====== 原文摘录 ======

《熊镇》凯文人物形象赏析
文/萌圈圈
《熊镇》是瑞典作家弗雷德里克.巴克曼的作品。弗雷德里克.巴克曼成名作《一个叫欧维的男人决定去死》在全球创下惊人的销量,已被翻译成超过44种鱼,同名电影更荣膺奥斯卡最佳外语片提名。之后推出的《外婆的道歉信》和《清单人生》也获得了巨大成功。
《熊镇》讲述了发生在熊镇的故事。熊镇是个天气严寒,人口减少,经济衰退的小镇。冰球是熊镇的传统运动项目,也是熊镇曾经的骄傲。熊镇的青少年冰球队在联赛中夺冠对熊镇来说意义重大,这不仅仅关系着熊镇的荣誉,也关系着熊镇的冰球产业发展。故事就随着比赛的进行展开。赛场外发生的一件性侵事件使本来因冰球而团结在一起的熊镇人各自站队,人们的选择大相径庭,直击人性的善良与丑恶。作者在《熊镇》中塑造了十组家庭,三十多位人物,人物形象立体丰满,对凯文更是浓墨重彩。凯文是青少年冰球队的灵魂人物,也是性侵事件的当事人,一举一动都牵动人心。
本文主要分析凯文的人物形象,探究凯文性格形成的原因。

======

▶ _挑战练习_:
1. 请用两句话概括这篇赏析。
2. 列出这篇赏析中提到的弗雷德里克.巴克曼的全部作品名。
3. 从这篇赏析的最后一句之后续写一段，开始分析凯文的人物形象。
后面的各行与此无关。

====== 提取信息 ======

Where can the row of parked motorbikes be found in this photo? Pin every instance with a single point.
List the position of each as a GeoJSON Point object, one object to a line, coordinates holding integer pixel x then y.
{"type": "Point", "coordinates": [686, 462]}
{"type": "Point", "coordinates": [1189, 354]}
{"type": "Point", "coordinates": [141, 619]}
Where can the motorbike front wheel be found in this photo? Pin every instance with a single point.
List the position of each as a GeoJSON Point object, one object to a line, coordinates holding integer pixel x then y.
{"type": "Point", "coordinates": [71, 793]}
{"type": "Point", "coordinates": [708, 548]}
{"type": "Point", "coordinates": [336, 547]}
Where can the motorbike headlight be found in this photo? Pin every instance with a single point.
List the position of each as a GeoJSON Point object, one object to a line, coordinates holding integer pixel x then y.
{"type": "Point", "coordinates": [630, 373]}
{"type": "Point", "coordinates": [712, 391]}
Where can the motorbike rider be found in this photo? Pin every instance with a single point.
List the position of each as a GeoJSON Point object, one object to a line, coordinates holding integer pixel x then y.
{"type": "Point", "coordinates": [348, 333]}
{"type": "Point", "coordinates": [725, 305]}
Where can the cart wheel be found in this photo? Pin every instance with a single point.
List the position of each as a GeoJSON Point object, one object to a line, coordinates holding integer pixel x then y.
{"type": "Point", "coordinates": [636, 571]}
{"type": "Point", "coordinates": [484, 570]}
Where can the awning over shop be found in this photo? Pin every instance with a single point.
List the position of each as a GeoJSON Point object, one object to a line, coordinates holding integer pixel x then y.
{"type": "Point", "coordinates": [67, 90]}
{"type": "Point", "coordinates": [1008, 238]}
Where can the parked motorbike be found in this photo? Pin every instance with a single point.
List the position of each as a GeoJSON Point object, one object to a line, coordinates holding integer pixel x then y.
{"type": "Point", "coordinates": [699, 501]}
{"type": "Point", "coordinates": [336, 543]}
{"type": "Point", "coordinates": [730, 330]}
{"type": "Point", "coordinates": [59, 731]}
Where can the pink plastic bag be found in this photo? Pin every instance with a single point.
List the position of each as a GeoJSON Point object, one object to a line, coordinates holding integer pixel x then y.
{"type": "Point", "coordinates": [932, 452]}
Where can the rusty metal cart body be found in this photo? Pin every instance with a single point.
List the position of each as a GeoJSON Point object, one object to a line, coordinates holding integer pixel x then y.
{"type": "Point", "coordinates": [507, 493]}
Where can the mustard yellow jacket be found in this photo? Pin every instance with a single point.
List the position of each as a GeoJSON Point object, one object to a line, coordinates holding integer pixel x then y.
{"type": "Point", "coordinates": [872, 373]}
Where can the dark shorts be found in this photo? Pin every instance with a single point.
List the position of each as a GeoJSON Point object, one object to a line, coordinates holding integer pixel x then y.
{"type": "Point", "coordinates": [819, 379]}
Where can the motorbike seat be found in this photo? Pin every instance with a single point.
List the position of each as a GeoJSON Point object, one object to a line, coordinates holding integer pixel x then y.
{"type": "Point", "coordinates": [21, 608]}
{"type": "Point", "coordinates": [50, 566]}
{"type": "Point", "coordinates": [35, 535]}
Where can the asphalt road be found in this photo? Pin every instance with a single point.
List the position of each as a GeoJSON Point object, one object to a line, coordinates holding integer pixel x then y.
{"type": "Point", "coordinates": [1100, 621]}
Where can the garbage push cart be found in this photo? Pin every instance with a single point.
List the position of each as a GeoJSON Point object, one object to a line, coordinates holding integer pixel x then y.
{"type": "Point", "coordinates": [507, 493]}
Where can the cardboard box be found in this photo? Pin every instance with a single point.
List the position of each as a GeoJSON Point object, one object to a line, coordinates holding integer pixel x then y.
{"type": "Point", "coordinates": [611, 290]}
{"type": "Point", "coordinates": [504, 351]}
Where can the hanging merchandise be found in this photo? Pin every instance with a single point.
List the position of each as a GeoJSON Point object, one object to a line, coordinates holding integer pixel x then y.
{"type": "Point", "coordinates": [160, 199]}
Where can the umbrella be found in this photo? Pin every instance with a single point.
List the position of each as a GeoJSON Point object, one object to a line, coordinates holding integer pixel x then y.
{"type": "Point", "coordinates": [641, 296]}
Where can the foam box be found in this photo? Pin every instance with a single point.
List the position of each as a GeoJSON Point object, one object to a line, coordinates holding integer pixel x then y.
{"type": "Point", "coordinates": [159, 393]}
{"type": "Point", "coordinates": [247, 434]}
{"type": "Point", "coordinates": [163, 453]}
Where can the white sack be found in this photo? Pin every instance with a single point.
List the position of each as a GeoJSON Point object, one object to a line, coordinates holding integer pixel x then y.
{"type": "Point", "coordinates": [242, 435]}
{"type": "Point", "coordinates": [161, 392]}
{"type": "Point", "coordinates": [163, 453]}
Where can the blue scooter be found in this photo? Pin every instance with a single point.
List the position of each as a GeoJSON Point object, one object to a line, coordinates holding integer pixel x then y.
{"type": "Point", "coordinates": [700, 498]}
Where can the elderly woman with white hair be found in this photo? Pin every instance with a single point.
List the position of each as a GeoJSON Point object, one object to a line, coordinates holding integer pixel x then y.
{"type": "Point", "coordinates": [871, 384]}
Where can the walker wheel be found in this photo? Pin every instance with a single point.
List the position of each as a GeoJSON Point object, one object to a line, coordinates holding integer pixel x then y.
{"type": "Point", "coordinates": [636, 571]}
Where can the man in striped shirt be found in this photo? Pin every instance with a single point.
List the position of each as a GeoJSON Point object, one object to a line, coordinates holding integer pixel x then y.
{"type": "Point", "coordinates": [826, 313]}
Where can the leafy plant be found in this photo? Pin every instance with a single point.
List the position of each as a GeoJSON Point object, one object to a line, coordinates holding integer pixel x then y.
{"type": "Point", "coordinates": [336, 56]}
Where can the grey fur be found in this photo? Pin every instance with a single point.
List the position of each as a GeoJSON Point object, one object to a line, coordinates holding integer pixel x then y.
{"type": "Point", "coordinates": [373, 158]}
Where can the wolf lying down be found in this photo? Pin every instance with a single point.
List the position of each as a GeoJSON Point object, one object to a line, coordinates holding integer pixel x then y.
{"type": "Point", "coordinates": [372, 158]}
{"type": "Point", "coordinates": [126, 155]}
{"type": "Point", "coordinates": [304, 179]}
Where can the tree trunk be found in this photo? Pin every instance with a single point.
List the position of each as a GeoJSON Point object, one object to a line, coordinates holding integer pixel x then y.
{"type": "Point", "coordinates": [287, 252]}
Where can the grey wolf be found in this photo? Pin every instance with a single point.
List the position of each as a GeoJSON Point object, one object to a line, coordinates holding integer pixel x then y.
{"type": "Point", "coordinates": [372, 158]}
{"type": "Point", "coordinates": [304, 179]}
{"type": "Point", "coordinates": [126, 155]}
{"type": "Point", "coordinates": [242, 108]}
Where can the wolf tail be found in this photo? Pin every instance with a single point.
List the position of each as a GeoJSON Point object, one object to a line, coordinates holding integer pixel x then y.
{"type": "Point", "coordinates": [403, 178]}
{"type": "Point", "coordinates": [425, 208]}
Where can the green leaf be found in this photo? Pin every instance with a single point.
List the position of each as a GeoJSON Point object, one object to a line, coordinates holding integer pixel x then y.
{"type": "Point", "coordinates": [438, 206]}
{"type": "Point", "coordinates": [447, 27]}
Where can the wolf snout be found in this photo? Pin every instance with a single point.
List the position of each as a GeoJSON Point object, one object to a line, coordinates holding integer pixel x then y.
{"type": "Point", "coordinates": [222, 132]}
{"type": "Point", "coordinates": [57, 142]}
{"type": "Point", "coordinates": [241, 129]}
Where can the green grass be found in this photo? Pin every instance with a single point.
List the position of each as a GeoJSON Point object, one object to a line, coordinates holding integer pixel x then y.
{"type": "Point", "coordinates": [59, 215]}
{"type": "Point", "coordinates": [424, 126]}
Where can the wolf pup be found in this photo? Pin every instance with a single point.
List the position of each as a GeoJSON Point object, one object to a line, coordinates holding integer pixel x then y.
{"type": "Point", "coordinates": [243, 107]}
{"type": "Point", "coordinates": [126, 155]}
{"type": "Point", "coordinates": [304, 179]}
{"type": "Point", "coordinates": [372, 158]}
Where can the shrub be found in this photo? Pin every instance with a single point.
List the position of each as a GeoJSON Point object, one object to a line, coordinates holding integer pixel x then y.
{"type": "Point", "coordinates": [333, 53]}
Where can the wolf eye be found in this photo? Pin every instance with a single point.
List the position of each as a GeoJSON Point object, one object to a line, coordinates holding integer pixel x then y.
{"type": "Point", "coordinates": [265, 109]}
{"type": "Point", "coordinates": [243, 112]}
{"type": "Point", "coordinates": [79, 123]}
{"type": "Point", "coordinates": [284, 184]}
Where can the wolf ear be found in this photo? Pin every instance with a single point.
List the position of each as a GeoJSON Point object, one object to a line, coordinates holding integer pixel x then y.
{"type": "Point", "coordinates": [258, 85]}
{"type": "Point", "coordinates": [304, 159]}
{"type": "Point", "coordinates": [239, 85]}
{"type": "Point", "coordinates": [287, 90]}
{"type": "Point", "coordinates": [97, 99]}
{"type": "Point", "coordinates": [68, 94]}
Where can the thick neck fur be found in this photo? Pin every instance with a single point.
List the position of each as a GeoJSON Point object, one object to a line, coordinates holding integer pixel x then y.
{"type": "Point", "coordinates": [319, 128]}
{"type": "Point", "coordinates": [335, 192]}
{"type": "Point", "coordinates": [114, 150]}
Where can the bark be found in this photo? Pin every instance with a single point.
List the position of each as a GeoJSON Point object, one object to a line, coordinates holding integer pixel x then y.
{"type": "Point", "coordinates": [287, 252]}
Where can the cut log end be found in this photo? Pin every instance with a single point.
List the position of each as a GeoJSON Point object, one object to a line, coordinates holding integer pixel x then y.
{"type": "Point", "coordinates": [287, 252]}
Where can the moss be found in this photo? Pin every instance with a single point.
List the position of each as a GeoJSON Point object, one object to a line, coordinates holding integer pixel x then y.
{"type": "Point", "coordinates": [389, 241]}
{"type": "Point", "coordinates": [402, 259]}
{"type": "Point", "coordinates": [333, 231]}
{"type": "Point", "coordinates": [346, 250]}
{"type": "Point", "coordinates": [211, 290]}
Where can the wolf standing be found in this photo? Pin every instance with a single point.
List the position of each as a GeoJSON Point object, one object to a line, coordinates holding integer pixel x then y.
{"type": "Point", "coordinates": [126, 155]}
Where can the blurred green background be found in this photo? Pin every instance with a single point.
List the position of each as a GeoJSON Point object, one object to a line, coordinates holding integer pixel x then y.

======

▶ _练习答案_:
1. 这篇赏析先介绍瑞典作家弗雷德里克.巴克曼及其作品，再说明《熊镇》讲述了严寒、衰退的熊镇围绕青少年冰球队的比赛展开，一起赛场外的性侵事件使原本团结的镇民各自站队的故事。文章指出凯文是冰球队的灵魂人物，也是性侵事件的当事人，并表明本文将分析凯文的人物形象及其性格形成的原因。

2. 《熊镇》、《一个叫欧维的男人决定去死》、《外婆的道歉信》、《清单人生》

3.
凯文渴望亲情。凯文希望父母能和别的父母一样到台上看他打冰球,可父母并不关心冰球,只关心成功。凯文住在大别墅里,很孤独,因为他父母时常不在家,即便在家,也是一人在书房一人在厨房一人在庭院。他时常跑到班杰家里睡,班杰家有三个姐姐还热闹些。
凯文很聪明。他在冰球上很有天赋。“第一次溜冰时,他才两岁半;三岁时,他就加入了自己的第一个球会;四岁时,他的球技已经超过五岁孩童;五岁时,他的球技就已经胜过七岁孩童了。”凯文会收买人心,他给全队的人买新冰球杆。凯文懂得怎么消除不良影响。他会在庆功宴前让清洁工离开,第二天再回来打扫卫生。当然清洁工什么也不会说,因为收了很多贿赂。在亚马撞见他性侵玛雅后,凯文对亚马说“你知道,妞儿都是怎么一回事”,让亚马认为玛雅是自愿的,亚马看到的只是稀疏平常的事,没什么大不了的。然后又对亚马说“我们,我和你,会在甲级联赛代表队成为非常好的搭档的”。对亚马来说,加入球队尤其和凯文成为好搭档是相当具有诱惑力的事。亚马沉默了。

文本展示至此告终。